> Action item A
In the passage on brain stimulation for central poststroke pain, how many daily sessions of active rTMS did patients receive in the included trial?
> Action item B
Please revise the passage on brain stimulation for central poststroke pain, giving everything from "3.3.3 Transcranial direct" down to "control is necessary." with "cerebral cortex" replaced by "brain cortex".

=== Source extract ===

In recent years, there have been 2 randomized, double-blind, placebo-controlled trials evaluating epidural MCS[12] and ventral striatum/anterior limb of the internal capsule (VS/ALIC) deep brain stimulation (DBS)[15] to treat refractory CPSP. Eight-electrode epidural MCS therapy led to good clinical outcomes,[12] whereas DBS targeting the VS/ALIC resulted in negative outcomes[15] as evaluated by the visual analog scale (11% DBS ON vs 12% DBS OFF, odds ratio = 1.05, 95% CI 0.96– 1.15, P = .270). These results seemingly confirm the previous findings by Katayama et al.[21]

In another preliminary study,[16] 4 patients with CPSP were implanted with DBS electrodes in the ventral posterolateral thalamic nucleus and/or periventricular gray (PVG) contralateral to the pain. After 1 week of trial stimulation, poststroke pain appeared to be improved, and there was a better response to PVG stimulation than to stimulation of the ventral posterolateral thalamic nucleus. These results suggest that DBS may be effective in some conditions in CPSP patients.

3.3.2 Repetitive transcranial magnetic stimulation

rTMS is a noninvasive technique that improves cortical plasticity, thus altering brain functions. It has been used in a range of neurological disorders.[22,23] To date, 3 sham-controlled studies have examined the analgesic effects of rTMS on neuropathic pain;[4,24,25] however, the data in 2 of these trials were unable to be separately extracted for CPSP, and were thus excluded.[24,25] In the 1 included trial,[4] patients randomly received 10 daily sessions of active rTMS (n = 11) or sham rTMS (n = 10) over the premotor cortex/dorsolateral prefrontal cortex (PMC/DLPFC) (10 Hz, 1250 pulses/d). There was a significant reduction in pain intensity immediately after active rTMS sessions, but this effect was not sustained. The study was terminated because of a consistent lack of analgesic effects. Thus, rTMS of the left PMC/DLPFC appears not to be effective for relieving CPSP, and new targets and other stimulation parameters should be trialed.

3.3.3 Transcranial direct current stimulation

tDCS is another noninvasive brain stimulation technique, and has been used in various neurological diseases based on its mechanism of altering the excitability of the cerebral cortex.[26,27] To date, only 1 sham-controlled study has examined the analgesic effects of tDCS on CPSP.[9] The results indicated that 3 weeks of tDCS (2 mA) of the primary motor cortex exerted a significant analgesic effect (P < .05) and improved sensory identification in patients with CPSP. However, further research into its mechanisms of pain control is necessary.

=== Source material ===

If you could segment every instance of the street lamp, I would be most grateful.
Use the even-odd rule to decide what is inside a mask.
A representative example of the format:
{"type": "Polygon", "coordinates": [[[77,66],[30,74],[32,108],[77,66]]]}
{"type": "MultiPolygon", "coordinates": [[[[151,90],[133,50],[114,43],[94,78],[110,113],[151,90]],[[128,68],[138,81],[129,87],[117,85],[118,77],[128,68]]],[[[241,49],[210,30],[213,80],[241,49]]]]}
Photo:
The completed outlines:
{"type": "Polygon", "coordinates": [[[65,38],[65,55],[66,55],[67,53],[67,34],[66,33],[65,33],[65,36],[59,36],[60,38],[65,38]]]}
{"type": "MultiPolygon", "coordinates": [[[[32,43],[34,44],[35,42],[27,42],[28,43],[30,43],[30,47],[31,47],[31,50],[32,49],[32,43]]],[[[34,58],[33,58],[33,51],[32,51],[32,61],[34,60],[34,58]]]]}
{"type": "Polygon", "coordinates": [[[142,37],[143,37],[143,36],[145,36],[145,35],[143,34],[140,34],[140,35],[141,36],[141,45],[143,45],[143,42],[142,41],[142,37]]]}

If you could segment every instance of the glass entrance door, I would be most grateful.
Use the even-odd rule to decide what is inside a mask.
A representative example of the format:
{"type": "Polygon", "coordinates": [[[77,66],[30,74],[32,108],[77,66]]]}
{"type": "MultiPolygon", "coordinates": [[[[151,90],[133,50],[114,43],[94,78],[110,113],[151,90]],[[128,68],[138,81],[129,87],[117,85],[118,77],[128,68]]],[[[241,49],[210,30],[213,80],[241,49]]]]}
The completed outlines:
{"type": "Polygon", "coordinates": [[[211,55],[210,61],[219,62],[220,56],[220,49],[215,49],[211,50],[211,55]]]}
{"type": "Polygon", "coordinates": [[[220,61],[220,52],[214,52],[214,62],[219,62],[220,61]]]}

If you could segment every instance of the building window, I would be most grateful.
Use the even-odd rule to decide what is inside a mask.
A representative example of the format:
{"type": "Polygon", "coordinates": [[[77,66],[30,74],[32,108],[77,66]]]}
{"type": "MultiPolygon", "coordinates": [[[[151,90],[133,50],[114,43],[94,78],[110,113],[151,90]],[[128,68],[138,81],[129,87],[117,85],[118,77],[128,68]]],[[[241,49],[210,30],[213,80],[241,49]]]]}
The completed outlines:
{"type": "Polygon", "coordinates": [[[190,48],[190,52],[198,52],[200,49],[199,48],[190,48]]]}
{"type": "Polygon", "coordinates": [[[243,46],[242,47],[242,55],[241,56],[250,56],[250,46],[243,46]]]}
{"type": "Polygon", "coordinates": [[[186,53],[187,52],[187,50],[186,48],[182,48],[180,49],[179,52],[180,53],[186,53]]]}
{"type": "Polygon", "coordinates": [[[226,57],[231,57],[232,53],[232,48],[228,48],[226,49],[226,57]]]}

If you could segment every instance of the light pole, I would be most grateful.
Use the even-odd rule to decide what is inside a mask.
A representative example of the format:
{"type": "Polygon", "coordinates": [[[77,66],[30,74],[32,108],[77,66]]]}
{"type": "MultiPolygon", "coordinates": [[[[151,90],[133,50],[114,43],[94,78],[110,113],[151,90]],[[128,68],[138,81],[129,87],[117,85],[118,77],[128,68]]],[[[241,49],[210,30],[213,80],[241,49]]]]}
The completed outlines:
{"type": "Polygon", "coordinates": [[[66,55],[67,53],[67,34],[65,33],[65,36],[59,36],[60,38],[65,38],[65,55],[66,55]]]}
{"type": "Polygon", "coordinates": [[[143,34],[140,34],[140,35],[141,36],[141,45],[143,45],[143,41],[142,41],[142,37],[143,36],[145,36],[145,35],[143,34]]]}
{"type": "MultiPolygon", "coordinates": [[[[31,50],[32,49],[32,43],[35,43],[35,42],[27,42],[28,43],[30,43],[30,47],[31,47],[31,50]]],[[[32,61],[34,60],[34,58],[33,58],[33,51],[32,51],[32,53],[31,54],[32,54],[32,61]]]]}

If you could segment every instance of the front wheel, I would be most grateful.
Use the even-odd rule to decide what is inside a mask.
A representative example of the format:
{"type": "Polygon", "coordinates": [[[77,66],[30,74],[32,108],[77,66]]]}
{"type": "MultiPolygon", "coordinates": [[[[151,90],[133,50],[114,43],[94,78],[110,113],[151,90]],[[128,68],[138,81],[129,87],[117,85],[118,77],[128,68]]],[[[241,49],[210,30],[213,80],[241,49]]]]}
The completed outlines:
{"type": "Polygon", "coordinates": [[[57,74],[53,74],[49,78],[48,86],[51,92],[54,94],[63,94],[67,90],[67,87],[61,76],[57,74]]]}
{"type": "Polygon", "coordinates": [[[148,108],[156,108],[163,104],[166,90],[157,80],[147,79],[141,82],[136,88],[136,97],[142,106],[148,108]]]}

===

> Exercise result A
10 daily sessions

> Exercise result B
3.3.3 Transcranial direct current stimulation

tDCS is another noninvasive brain stimulation technique, and has been used in various neurological diseases based on its mechanism of altering the excitability of the brain cortex.[26,27] To date, only 1 sham-controlled study has examined the analgesic effects of tDCS on CPSP.[9] The results indicated that 3 weeks of tDCS (2 mA) of the primary motor cortex exerted a significant analgesic effect (P < .05) and improved sensory identification in patients with CPSP. However, further research into its mechanisms of pain control is necessary.